Definition of incident recognized MI
Clinical follow-up started at the baseline examination and for the present study lasted until 1 January 2000. Fatal and non-fatal cardiovascular events were reported by GPs in the research district with whom 85% of the participants of the Rotterdam Study were enlisted. Research physicians verified the information provided by using medical records from the GPs offices. All medical records of the participants under the care of GPs outside the study area were checked annually for possible events. Letters and, in the case of hospitalization, discharge reports from medical specialists were obtained. With respect to the vital status of participants, information was also obtained regularly from the municipal health authorities in Rotterdam. After notification, cause and circumstances of death were established by questionnaire from the GPs. Two research physicians independently coded all reported events according to the International Classification of Diseases, 10th edition (ICD-10).²⁵ Codes on which the research physicians disagreed were discussed in order to reach consensus. A medical expert in cardiovascular disease (J.W.D.), whose judgement was considered final, reviewed all events. Incident recognized MI was defined as the occurrence of a fatal or non-fatal MI (ICD-10 code I21) that was recognized during clinical follow-up after the baseline examination.

### What this exercise asks
**1.** List every party, whether a person or a body, that the passage on incident recognized MI names as supplying, checking, coding or reviewing follow-up information.
**2.** According to the passage on incident recognized MI, what share of Rotterdam Study participants were enlisted with GPs in the research district?
**3.** Write the next few sentences of the passage on incident recognized MI, picking up after its final sentence.
The rows that come next are separate material, unrelated to the passage on incident recognized MI.

[Referring expression pointing data]
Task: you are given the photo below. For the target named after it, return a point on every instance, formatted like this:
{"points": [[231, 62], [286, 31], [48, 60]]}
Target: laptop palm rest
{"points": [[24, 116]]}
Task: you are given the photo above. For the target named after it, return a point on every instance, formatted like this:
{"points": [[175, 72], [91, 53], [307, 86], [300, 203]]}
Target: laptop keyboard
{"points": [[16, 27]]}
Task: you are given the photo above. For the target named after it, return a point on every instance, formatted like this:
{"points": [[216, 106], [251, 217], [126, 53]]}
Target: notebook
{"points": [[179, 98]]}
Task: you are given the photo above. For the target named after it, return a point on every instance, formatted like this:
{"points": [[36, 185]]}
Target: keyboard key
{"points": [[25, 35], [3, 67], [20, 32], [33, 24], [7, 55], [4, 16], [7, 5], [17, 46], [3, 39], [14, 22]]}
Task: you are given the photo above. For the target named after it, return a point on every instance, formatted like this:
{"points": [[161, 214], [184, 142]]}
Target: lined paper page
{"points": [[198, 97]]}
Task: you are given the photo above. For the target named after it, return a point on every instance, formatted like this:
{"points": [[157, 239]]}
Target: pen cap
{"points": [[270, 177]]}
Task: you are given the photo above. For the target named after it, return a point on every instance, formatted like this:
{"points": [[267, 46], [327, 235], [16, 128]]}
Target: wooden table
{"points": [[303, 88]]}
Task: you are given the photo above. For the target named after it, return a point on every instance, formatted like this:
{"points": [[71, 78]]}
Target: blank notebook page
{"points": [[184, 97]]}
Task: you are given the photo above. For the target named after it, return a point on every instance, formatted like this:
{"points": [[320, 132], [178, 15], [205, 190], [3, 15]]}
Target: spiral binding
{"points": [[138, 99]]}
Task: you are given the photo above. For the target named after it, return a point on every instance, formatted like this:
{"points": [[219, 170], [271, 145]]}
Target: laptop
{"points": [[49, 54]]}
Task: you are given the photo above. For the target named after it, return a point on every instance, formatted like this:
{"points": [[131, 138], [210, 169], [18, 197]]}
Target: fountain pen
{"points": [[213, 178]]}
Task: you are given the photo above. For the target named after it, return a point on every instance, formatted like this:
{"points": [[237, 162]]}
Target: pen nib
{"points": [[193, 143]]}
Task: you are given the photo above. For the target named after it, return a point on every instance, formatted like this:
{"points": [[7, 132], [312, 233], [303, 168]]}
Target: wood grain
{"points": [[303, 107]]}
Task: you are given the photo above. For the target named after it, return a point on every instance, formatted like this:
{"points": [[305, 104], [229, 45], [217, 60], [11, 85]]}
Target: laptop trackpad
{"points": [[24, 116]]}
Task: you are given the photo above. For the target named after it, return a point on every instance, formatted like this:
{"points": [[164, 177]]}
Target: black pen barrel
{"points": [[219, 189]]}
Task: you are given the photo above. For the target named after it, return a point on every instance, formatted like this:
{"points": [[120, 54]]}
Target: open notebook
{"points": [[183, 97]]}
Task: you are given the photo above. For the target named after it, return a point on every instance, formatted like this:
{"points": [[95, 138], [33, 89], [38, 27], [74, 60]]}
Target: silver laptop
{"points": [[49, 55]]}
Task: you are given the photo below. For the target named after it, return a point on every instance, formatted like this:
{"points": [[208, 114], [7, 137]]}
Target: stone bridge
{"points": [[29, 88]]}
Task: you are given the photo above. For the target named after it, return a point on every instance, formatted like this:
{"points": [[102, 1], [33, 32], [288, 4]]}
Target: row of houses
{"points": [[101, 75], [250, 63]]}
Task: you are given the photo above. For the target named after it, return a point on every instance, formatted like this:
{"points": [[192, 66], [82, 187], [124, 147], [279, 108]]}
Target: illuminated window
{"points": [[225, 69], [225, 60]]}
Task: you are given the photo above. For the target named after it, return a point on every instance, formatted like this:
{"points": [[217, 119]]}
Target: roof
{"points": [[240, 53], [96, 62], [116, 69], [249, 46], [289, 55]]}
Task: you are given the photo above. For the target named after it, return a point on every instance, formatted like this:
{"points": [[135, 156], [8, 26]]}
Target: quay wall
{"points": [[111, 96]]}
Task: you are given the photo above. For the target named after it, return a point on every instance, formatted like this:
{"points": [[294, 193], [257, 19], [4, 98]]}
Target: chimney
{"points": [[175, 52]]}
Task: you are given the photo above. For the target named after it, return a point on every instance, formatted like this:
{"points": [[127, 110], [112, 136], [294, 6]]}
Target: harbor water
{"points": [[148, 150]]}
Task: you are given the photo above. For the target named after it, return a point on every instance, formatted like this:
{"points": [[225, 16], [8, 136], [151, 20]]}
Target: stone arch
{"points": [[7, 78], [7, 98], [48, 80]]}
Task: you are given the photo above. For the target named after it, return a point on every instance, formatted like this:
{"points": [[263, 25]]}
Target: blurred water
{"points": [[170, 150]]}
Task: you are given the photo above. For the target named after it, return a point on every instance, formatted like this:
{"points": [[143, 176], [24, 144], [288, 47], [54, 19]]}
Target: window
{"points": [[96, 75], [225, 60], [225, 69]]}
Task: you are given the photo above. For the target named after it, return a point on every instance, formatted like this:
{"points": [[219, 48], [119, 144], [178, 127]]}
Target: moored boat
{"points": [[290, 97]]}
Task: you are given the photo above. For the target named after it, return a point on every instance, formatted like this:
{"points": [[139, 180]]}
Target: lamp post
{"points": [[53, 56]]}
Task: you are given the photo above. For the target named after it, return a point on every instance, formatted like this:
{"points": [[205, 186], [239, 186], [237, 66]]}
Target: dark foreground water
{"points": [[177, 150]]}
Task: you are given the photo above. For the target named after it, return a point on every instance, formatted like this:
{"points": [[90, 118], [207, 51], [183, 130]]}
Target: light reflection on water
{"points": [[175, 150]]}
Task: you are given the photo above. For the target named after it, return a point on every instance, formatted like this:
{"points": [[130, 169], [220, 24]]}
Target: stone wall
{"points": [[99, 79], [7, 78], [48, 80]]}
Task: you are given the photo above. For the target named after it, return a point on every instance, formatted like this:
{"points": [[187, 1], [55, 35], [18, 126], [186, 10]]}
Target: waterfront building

### Written answers
**1.**
- GPs (general practitioners)
- Research physicians
- Medical specialists
- The municipal health authorities in Rotterdam
- A medical expert in cardiovascular disease (J.W.D.)

**2.** 85% of the participants.

**3.**
Definition of incident unrecognized MI
Subjects were enrolled during 1990–93 and underwent their baseline examination in that period. Second and third rounds of examinations were scheduled during 1993–96 and 1997–99. All subjects who were still alive were invited to again visit the research centre. As the population was ageing (note that the median age of the study population at study entry was 67 years), a growing number of participants had died or became otherwise physically unable to visit the research centre. For 4187 participants, a repeat 12-lead ECG was derived during at least one of the follow-up rounds (2578 during both rounds, 1252 during the second round only, and 358 during the third round only), making them eligible for the analysis of incident unrecognized MI. These ECGs were analysed off-line using MEANS. A medical expert in electrocardiography (G.V.H.), whose judgement was considered final, reviewed all cases that were classified by MEANS as ‘possible’, ‘probable’, or ‘definite’ MI. An unrecognized MI was considered to have occurred if the expert confirmed that there was electrocardiographic evidence of MI in the absence of an incident clinically recognized MI since the baseline examination. The unrecognized MI was then thought to have occurred in the middle of the time interval between the baseline visit and the first follow-up visit or between the first and the second follow-up visits, as appropriate.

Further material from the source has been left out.